[Natural language region descriptions]
•••••
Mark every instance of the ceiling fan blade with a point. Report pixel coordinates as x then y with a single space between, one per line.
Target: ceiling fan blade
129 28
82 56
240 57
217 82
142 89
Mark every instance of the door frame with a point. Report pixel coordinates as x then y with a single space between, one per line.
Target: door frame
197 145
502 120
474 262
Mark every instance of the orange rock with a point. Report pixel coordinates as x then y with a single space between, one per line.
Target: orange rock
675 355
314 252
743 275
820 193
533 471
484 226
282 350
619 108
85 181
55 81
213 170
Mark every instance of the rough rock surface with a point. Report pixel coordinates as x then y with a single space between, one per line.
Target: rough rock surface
•••••
• ACTIVITY:
Return each line of the data where the word "rough" appears.

• SOLUTION TO THIS PROBLEM:
Mark every instance of the rough rock surface with a point. Report pixel coordinates as x then y with a single space between, one per line.
Target: rough rock surface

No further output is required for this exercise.